» YOUR GOAL:
Recast the stretch from the line containing "Target: lace sleeve" through the end of the items as a numbered list, dropping any blank lines.

[Rows from a segmentation dataset]
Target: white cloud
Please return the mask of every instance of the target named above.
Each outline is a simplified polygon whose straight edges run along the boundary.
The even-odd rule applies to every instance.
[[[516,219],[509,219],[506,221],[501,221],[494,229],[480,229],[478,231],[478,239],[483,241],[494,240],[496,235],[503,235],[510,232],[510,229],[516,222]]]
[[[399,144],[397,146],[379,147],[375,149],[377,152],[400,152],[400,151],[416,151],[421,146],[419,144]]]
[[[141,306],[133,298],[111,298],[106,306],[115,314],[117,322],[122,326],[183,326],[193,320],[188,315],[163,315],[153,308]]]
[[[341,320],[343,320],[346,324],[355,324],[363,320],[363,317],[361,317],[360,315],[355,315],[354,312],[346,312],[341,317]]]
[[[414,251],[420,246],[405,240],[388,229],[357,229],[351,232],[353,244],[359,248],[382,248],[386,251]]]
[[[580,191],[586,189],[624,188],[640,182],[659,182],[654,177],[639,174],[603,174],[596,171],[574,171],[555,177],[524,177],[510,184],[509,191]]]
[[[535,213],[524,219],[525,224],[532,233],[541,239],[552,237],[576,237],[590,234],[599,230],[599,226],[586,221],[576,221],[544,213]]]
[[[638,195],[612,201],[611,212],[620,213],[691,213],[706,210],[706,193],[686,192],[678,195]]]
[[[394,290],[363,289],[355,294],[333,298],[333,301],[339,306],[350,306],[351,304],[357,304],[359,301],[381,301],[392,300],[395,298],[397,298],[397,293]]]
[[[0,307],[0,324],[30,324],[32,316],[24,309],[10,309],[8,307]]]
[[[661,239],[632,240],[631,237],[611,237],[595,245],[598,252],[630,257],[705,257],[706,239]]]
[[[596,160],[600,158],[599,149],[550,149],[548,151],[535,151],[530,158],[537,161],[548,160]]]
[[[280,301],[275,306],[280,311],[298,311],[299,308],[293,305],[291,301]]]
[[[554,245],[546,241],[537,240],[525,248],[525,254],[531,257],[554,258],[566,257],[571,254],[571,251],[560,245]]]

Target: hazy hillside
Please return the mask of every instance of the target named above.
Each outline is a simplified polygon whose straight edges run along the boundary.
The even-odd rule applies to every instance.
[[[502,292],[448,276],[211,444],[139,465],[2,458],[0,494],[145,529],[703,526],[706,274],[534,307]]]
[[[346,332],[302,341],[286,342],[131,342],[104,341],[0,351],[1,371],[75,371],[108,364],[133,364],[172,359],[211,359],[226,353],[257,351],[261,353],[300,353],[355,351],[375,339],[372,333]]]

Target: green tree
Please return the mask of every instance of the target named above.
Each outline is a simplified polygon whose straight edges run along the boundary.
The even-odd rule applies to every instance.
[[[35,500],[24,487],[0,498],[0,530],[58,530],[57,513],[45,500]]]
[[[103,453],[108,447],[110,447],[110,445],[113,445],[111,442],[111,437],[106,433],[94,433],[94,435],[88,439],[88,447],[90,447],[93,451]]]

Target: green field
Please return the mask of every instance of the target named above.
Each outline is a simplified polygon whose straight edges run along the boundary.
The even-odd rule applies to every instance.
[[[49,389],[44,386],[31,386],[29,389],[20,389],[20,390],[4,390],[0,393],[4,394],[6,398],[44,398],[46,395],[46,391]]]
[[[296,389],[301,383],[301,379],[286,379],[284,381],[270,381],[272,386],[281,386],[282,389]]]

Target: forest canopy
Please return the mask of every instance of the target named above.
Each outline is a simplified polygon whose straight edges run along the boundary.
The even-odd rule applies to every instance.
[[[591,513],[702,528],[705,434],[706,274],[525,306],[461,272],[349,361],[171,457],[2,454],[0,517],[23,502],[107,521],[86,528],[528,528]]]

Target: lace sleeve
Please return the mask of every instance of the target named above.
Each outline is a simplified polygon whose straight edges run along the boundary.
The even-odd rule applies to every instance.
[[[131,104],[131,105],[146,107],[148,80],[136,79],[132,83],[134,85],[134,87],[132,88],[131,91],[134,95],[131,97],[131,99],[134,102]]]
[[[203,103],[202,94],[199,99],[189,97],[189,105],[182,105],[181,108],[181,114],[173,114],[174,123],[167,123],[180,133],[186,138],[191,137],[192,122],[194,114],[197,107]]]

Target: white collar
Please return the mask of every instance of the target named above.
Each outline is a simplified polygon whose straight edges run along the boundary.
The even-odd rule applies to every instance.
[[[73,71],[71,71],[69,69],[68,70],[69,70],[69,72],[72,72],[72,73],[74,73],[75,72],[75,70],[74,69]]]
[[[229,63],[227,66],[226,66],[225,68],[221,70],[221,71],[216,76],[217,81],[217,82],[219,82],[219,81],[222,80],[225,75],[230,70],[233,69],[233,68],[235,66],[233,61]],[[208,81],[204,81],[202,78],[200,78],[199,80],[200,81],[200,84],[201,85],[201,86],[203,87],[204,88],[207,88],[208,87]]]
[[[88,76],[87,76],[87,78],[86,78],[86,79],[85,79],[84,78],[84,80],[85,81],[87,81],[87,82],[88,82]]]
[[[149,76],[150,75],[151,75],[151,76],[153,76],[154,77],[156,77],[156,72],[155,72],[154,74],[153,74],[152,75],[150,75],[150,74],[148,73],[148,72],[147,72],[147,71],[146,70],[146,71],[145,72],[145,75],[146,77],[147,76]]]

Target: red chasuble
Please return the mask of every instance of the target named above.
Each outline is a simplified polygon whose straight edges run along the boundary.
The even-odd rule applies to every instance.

» RESULT FOR THIS TASK:
1. Target: lace sleeve
2. Please return the mask of every instance of the target named above.
3. Each outline is a simplified polygon whose straight edges run along the boundary.
4. The even-odd rule applies to every instance.
5. [[[131,104],[131,105],[146,107],[148,80],[136,79],[132,83],[134,85],[134,87],[132,88],[131,91],[134,95],[131,97],[131,99],[134,102]]]
6. [[[203,103],[202,94],[199,99],[189,97],[189,105],[182,105],[181,108],[181,114],[173,114],[174,123],[167,123],[180,133],[186,138],[191,137],[192,122],[194,114],[197,107]]]
7. Target: white collar
8. Please return the mask of every instance of the target named above.
9. Each outline is a simplified polygon whose straight edges run along the boundary.
10. The even-odd rule applies to every instance.
11. [[[73,71],[71,71],[69,69],[68,70],[69,70],[69,72],[72,72],[72,73],[74,73],[75,72],[75,70],[74,69]]]
12. [[[229,63],[227,66],[226,66],[225,68],[221,70],[221,71],[216,76],[217,81],[217,82],[219,82],[219,81],[222,80],[225,75],[230,70],[233,69],[233,68],[235,66],[233,61]],[[208,81],[204,81],[202,78],[200,78],[199,80],[200,81],[200,84],[201,85],[201,86],[203,87],[204,88],[207,88],[208,87]]]
13. [[[88,76],[87,76],[87,78],[86,78],[86,79],[85,79],[84,78],[84,80],[85,81],[87,81],[87,82],[88,82]]]
14. [[[149,76],[150,75],[151,75],[151,76],[153,76],[154,77],[156,77],[156,72],[155,72],[154,74],[153,74],[152,75],[150,75],[150,74],[148,73],[148,72],[147,72],[147,71],[146,70],[146,71],[145,72],[145,75],[146,77],[147,76]]]
15. Target: red chasuble
16. Please return the mask of every instance of the target named above.
17. Each outline is a simplified polygon whose straight edges run along the boundary.
18. The even-odd rule applies to every instance.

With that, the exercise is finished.